[Dati estratti da una raccolta]

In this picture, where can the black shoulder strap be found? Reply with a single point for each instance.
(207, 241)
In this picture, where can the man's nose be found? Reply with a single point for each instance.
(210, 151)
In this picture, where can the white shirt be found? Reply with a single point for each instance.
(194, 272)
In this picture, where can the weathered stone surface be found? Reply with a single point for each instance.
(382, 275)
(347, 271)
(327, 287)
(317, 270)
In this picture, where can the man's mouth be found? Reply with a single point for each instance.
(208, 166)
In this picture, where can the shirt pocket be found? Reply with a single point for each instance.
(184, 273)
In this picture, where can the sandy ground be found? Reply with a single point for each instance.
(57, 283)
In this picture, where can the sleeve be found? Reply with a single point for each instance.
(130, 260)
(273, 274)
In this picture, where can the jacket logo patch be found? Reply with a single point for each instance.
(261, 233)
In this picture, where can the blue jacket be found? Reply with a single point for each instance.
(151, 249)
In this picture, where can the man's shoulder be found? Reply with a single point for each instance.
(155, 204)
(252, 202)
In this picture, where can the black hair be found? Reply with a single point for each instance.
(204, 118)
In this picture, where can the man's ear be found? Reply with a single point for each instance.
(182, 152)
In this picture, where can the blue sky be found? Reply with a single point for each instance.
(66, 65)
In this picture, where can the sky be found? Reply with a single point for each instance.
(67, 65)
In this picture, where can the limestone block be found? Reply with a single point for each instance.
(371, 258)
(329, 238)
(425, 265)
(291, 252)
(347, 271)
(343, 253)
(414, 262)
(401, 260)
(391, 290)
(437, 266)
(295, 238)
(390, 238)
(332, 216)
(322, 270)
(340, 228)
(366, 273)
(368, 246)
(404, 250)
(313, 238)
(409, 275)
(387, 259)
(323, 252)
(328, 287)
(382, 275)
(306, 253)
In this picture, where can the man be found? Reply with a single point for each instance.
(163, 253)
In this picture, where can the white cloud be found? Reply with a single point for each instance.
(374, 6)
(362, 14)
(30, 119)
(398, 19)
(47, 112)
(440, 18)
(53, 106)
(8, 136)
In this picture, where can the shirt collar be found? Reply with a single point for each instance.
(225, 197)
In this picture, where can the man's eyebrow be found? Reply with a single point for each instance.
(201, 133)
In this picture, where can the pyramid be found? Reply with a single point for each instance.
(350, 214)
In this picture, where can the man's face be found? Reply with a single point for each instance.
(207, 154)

...

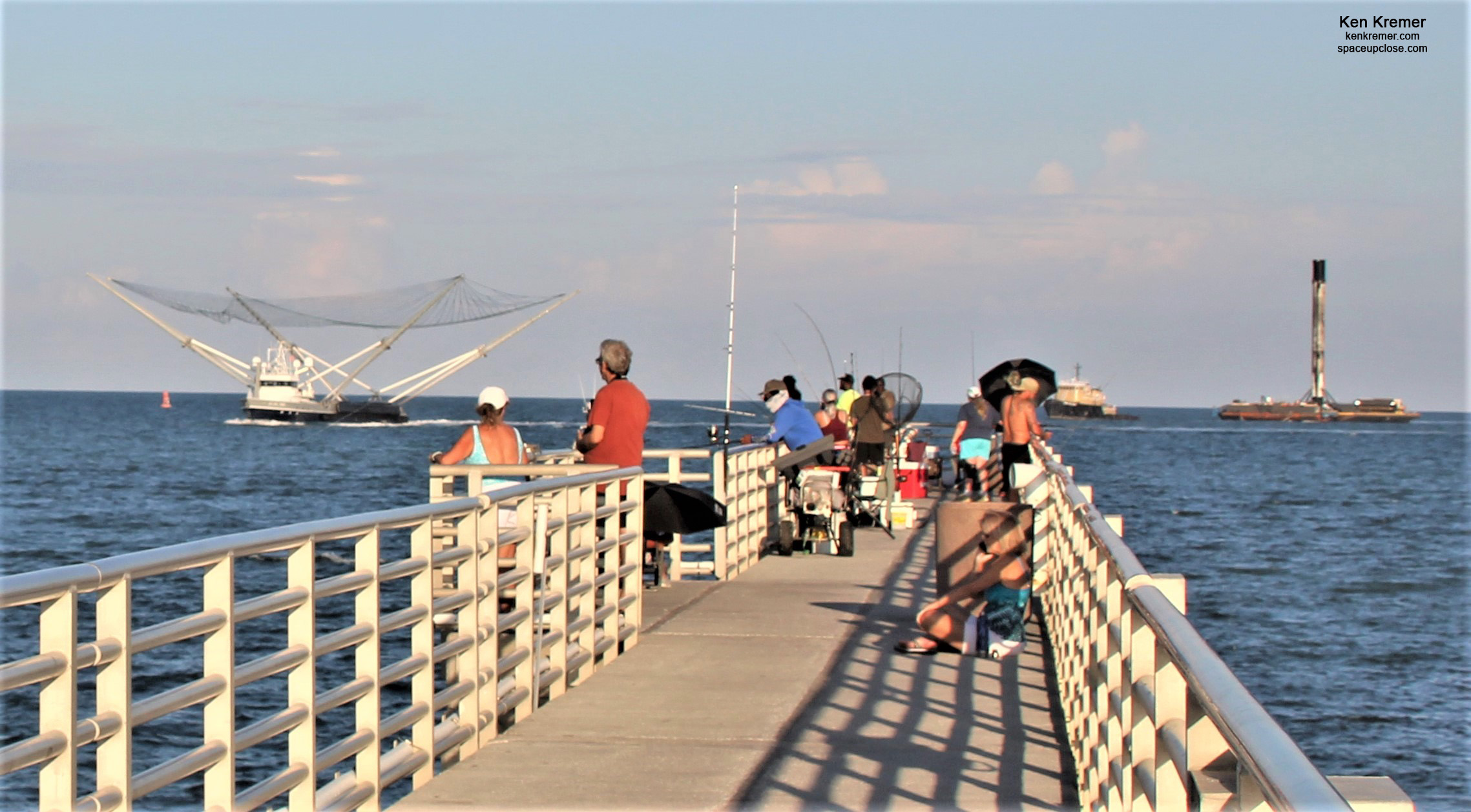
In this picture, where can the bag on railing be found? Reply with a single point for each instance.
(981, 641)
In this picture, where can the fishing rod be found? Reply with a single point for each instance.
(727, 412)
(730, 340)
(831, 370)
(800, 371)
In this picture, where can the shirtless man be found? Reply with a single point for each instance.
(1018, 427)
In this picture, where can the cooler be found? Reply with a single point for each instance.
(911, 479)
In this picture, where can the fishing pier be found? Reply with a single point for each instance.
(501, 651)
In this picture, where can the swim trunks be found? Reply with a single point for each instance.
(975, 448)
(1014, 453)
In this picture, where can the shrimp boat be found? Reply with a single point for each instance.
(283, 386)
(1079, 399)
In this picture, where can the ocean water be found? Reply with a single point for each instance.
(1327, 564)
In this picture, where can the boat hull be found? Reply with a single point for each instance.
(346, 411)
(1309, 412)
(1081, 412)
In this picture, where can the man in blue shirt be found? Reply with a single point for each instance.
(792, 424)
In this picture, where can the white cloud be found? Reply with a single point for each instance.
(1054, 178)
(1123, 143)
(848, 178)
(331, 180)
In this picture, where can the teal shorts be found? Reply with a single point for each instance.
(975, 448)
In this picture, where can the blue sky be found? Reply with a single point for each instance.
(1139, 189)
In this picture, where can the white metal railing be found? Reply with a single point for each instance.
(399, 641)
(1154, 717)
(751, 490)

▸ **Breve esercizio**: Conta quante righe qui sopra contengono la stringa "fishing", distinguendo tra maiuscole e minuscole. Scrivi soltanto il numero.

▸ **Risposta**: 2